Snug at the centre of this spectrum sits Gary Numan, an innovative artist who drew from various contemporary influences, including punk and krautrock, to yield a nuanced yet eminently saleable product.
Before breaking out as a solo artist with The Pleasure Principle in 1979, Numan fronted Tubeway Army, one of the earliest bands in what would become the crest of the synth-pop wave. The extent to which he and his collaborators elicited this dramatic shift in popular music has been debated over the years, with some deeming them true originators, while others minimise their contributions as mere popularisers.
Surprisingly, among Numan’s early detractors was David Bowie. Though the latter emerged from his glam-era triumph into similar territory as the former, he was cautious to place praise. In fact, his reticence to praise manifested in unremitting bitterness one evening during the former’s heyday, when he was due to rub shoulders with his teenage idol for the first time.
***
Stated goal 1 =
Copy the entries from the line containing "Find every instance of the fountain pedestal" through the line containing "x=151 y=468", reproducing each line unchanged.

Point labeling samples =
***
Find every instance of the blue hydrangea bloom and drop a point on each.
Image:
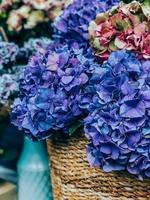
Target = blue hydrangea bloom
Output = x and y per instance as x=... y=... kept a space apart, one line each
x=8 y=53
x=118 y=125
x=51 y=90
x=73 y=23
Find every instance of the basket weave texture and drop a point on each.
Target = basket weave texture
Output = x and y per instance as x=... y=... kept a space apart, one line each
x=74 y=179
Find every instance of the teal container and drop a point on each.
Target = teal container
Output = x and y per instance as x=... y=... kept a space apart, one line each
x=33 y=172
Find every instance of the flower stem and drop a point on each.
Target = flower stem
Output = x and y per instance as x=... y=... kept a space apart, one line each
x=3 y=34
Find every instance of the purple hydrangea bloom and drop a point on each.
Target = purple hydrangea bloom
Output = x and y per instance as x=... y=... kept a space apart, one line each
x=118 y=125
x=73 y=23
x=51 y=90
x=8 y=53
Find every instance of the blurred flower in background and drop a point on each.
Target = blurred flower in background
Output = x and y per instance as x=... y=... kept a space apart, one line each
x=123 y=27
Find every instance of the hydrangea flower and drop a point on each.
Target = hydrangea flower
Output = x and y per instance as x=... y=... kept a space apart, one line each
x=8 y=53
x=74 y=22
x=118 y=123
x=124 y=27
x=34 y=45
x=8 y=86
x=51 y=88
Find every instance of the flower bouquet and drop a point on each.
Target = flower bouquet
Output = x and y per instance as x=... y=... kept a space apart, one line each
x=93 y=81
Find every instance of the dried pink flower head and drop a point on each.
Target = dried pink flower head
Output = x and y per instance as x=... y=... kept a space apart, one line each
x=124 y=27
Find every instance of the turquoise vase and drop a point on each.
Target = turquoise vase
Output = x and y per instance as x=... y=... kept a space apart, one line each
x=33 y=172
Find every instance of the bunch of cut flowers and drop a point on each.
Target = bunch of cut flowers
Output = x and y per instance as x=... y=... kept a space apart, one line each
x=95 y=74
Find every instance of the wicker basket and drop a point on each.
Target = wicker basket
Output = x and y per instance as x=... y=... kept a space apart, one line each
x=74 y=179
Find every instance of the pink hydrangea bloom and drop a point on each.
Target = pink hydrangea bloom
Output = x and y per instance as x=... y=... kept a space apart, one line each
x=125 y=27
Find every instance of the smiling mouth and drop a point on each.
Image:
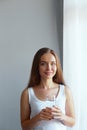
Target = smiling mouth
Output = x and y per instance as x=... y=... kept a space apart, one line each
x=48 y=73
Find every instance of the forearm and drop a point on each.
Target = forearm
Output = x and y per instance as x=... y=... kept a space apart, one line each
x=30 y=124
x=68 y=121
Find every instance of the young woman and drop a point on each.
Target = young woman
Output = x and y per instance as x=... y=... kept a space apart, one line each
x=46 y=103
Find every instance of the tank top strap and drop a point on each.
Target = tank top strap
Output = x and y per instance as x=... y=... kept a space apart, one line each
x=30 y=93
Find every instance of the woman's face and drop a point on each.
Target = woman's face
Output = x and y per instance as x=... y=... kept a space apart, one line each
x=47 y=66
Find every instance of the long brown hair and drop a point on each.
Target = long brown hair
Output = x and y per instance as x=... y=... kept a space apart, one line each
x=35 y=76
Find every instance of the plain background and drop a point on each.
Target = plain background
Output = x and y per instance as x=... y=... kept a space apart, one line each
x=25 y=26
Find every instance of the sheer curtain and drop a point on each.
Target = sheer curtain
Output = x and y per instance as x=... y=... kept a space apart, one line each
x=75 y=56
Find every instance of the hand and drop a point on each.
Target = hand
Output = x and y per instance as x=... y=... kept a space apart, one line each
x=46 y=114
x=57 y=113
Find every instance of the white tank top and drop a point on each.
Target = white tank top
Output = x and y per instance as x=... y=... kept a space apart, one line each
x=37 y=105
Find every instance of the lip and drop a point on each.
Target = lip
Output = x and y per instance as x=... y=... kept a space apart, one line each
x=48 y=73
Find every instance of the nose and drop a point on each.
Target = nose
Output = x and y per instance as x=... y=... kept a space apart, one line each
x=48 y=66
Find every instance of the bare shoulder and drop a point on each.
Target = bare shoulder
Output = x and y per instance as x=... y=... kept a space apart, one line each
x=24 y=94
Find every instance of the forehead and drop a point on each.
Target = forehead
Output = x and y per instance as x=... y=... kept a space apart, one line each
x=48 y=57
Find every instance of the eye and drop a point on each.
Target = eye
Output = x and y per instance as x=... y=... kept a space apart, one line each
x=42 y=63
x=53 y=63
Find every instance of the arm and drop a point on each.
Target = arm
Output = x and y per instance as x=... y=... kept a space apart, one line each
x=26 y=123
x=25 y=111
x=68 y=118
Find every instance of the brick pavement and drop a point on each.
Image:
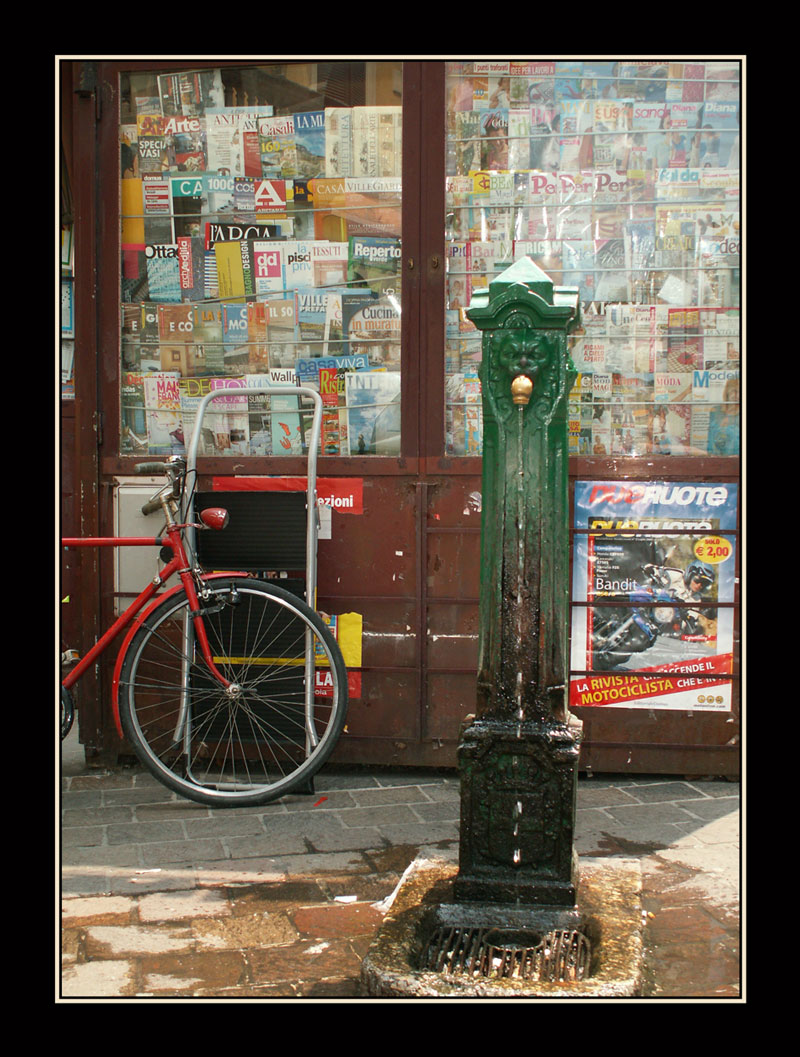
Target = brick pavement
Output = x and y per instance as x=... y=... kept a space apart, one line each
x=164 y=898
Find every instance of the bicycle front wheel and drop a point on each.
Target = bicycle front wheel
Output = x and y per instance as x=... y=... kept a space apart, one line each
x=265 y=735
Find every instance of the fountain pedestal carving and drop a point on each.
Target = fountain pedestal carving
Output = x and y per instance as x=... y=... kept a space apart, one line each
x=518 y=759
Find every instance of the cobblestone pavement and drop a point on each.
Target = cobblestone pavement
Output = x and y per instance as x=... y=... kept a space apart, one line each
x=164 y=898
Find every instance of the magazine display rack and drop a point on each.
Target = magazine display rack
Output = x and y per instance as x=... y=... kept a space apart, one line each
x=313 y=448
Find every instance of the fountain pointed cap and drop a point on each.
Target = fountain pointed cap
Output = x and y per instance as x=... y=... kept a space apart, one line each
x=526 y=290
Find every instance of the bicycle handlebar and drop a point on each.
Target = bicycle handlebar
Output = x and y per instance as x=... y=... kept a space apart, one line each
x=172 y=469
x=151 y=468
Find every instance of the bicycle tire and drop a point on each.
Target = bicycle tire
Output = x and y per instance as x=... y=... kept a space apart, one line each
x=241 y=750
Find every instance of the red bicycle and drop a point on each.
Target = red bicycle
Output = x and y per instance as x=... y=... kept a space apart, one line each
x=231 y=690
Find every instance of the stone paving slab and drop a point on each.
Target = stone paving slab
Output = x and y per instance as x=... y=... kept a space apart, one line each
x=165 y=898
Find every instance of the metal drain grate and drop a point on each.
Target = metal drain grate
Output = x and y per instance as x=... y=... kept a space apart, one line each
x=559 y=956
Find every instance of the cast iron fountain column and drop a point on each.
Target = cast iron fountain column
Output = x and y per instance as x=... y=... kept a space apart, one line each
x=518 y=758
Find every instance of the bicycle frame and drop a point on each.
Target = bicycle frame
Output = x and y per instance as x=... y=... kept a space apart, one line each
x=179 y=563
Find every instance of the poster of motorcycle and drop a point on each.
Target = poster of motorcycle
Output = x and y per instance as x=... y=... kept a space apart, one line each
x=653 y=568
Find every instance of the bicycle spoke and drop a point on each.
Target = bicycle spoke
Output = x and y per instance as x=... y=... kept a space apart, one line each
x=261 y=736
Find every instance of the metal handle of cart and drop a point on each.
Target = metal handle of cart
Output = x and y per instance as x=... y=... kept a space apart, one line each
x=312 y=513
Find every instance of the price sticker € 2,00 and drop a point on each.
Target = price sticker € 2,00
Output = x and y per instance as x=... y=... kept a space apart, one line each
x=713 y=549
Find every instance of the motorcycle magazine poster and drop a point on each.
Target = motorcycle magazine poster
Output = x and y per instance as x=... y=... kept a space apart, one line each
x=653 y=564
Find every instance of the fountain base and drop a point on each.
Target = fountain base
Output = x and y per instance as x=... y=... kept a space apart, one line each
x=591 y=950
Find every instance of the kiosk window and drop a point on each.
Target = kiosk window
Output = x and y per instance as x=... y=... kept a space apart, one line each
x=261 y=246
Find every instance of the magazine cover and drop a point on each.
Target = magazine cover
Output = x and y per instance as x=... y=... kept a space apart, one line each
x=373 y=401
x=659 y=558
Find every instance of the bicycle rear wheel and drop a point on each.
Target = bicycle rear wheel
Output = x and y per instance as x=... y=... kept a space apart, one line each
x=257 y=742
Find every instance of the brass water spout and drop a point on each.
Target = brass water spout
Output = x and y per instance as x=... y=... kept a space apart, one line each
x=522 y=387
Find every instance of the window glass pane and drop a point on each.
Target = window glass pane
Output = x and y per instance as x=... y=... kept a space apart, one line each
x=620 y=179
x=261 y=244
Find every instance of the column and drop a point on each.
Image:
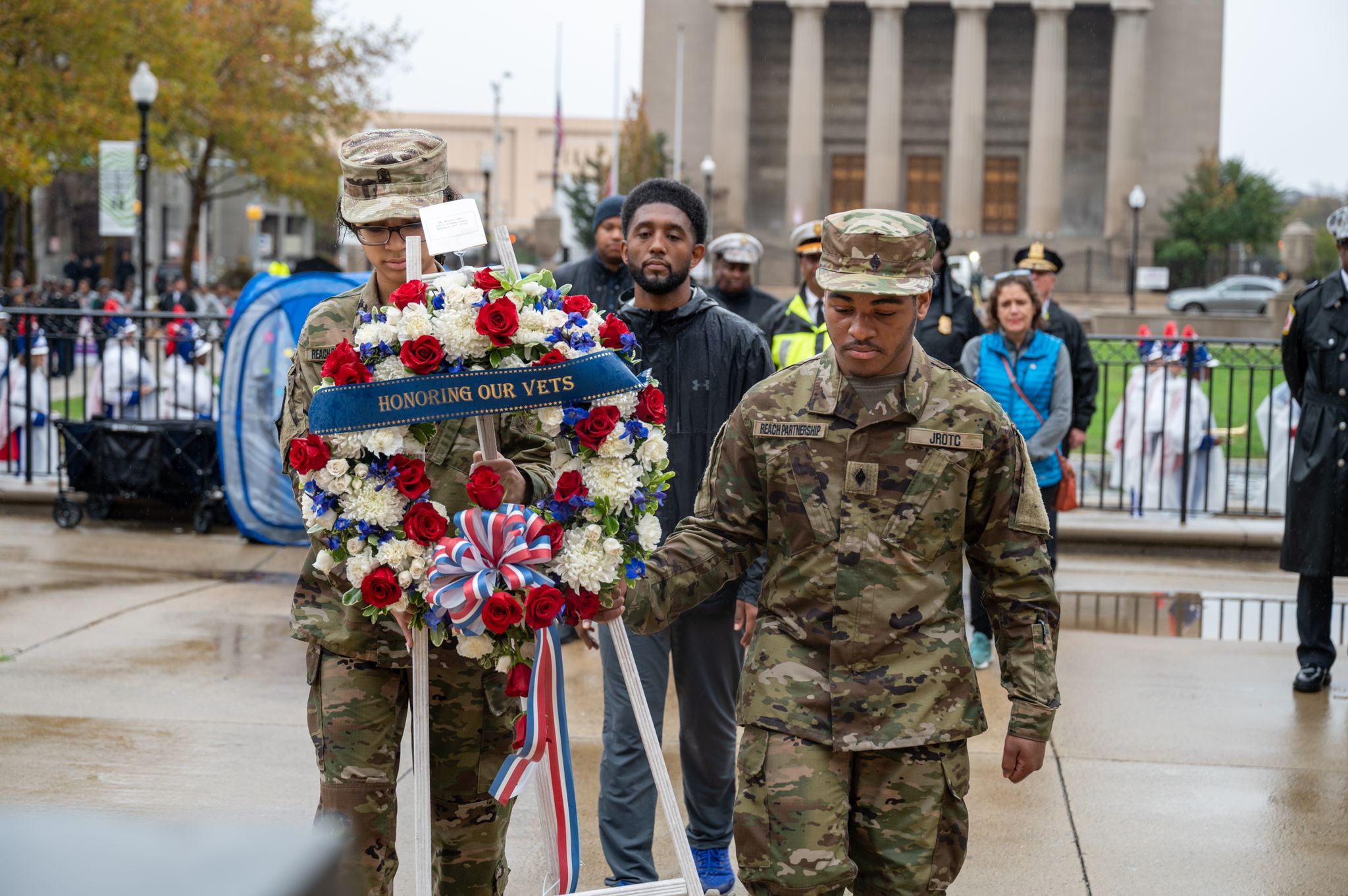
***
Stated goal 2 =
Answer these from the Gary Numan passage:
(a) With what 1979 release did Numan break out as a solo artist?
(b) Which band did Numan front before his solo career?
(c) Who does the passage name as one of Numan's early detractors?

Exercise output 1 =
Find every instance of the fountain pedestal carving and drop a point on each.
Target = fountain pedestal carving
Output = x and y per instance as x=... y=... kept a space apart, one line each
x=518 y=759
Find every instance of the cobblestone pavement and drop a point on each.
Target = cobblestone pavement
Output = x and y per instance as x=... y=... kept a space apart, one line each
x=164 y=898
Find every instance of the magazine display rack and drop a point on each.
Target = magazine display rack
Output = x and y per instance as x=... y=... kept a space apart, one line each
x=313 y=448
Find every instance of the fountain pointed cap and drop a point on each.
Target = fountain pointed cap
Output = x and y per instance as x=... y=... kept a space apart, one line each
x=526 y=290
Find every instance of the bicycle handlebar and drop a point on each.
Target = bicycle handlebar
Output = x and y per instance as x=... y=... kept a space apart, one line each
x=172 y=469
x=151 y=468

Exercise output 2 =
(a) The Pleasure Principle
(b) Tubeway Army
(c) David Bowie